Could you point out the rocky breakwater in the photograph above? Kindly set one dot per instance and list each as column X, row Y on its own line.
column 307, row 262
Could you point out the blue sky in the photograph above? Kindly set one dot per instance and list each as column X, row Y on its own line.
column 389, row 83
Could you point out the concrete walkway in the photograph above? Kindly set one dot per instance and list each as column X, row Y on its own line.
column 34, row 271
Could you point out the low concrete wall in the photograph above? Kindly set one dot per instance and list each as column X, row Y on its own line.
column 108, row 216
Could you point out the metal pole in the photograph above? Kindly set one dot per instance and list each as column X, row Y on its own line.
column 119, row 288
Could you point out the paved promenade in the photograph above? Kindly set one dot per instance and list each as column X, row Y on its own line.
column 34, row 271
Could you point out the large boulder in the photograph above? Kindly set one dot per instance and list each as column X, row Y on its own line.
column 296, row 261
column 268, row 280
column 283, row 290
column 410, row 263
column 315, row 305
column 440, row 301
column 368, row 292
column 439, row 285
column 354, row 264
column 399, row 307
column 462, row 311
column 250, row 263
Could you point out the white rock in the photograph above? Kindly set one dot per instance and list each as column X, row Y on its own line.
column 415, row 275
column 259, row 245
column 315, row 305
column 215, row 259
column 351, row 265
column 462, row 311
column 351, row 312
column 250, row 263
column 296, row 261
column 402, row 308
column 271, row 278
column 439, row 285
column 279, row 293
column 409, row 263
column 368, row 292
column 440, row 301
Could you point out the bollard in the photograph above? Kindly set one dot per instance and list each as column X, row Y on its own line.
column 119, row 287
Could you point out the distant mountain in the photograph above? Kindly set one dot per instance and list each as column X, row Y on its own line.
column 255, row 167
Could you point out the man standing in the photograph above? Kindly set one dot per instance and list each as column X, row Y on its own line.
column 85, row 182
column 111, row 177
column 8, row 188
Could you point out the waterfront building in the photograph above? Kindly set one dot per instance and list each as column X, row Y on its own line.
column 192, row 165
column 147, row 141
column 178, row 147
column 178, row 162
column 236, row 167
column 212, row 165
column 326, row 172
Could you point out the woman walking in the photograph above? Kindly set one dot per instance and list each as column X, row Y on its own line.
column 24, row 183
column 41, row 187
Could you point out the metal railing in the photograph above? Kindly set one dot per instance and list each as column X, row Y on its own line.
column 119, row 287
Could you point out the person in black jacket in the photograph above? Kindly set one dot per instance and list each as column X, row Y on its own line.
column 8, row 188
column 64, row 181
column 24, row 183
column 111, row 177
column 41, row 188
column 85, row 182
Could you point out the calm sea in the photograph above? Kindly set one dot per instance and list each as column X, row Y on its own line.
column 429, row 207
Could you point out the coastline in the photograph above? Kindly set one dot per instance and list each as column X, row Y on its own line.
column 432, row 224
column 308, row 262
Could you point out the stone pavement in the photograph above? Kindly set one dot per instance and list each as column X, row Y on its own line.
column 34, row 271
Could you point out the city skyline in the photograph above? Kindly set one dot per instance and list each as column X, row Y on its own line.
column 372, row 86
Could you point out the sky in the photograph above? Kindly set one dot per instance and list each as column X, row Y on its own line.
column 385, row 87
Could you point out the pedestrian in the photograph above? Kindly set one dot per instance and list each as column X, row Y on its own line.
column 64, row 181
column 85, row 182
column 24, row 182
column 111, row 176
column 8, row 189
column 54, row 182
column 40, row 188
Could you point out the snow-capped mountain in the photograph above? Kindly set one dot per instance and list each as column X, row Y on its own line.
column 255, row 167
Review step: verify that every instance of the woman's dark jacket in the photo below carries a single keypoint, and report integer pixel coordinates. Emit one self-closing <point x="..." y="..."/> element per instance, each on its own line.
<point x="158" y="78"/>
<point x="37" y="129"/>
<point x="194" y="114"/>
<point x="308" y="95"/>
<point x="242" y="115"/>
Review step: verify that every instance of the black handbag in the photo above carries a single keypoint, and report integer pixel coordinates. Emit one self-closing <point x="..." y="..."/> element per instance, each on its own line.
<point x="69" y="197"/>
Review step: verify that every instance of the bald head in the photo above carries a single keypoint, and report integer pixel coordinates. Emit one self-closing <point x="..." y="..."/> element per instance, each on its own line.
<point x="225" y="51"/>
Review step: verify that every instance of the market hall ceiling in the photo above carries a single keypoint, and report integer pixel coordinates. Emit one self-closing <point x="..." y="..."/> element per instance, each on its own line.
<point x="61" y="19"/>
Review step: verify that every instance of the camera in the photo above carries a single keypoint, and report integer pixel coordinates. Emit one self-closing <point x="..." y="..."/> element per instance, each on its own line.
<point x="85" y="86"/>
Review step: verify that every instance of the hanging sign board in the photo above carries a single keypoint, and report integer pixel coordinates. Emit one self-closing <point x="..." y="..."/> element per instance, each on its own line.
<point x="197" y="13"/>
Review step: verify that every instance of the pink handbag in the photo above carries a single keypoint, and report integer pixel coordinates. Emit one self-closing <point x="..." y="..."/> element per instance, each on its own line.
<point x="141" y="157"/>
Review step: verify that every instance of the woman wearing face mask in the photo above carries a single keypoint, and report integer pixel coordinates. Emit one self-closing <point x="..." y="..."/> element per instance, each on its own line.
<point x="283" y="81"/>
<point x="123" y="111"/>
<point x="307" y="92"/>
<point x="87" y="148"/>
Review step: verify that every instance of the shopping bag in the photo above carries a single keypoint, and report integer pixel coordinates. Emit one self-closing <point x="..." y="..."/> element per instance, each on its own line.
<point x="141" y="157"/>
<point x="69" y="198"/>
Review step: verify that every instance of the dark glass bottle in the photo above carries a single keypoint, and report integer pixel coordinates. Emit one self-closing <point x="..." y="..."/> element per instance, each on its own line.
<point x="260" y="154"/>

- [Exercise directions]: Restate the final lines of the listing above word for word, beginning at the line that contains "Review step: verify that every instance of the camera".

- [Task response]:
Review step: verify that every instance of the camera in the photo above carries a single keypoint, and report integer pixel coordinates. Emit one self-closing <point x="..." y="..."/> element per instance, each on its own line.
<point x="85" y="86"/>
Review step: verify that every instance of the hanging sign board in the photo above carries a single keypoint, and report integer pixel coordinates. Emit one self-closing <point x="..." y="..."/> element per instance, each on its own line.
<point x="197" y="13"/>
Review step: verify that every instance of the pink handbag in the photo above carries a single keypoint, and report integer pixel coordinates. Emit one self-closing <point x="..." y="..."/> element per instance, each on its own line.
<point x="141" y="157"/>
Review step: verify that every instance of the woman wearing face mask in the photo above carries a single keypoint, and report integer pixel coordinates. Emit one self-closing <point x="..." y="..."/> element per instance, each on its own line.
<point x="283" y="81"/>
<point x="123" y="111"/>
<point x="307" y="92"/>
<point x="87" y="148"/>
Review step: verify that every instance of the shopping bag in the photo above carries a single keypoint, and report integer pixel coordinates. Emit one self-closing <point x="..." y="..."/> element per instance, each on its own line.
<point x="141" y="157"/>
<point x="69" y="198"/>
Review step: verify that every instance of the dark glass bottle in the photo above carries a single keypoint, and report integer pixel coordinates. Emit one self-closing <point x="..." y="..."/> element per instance, each on its own line.
<point x="260" y="154"/>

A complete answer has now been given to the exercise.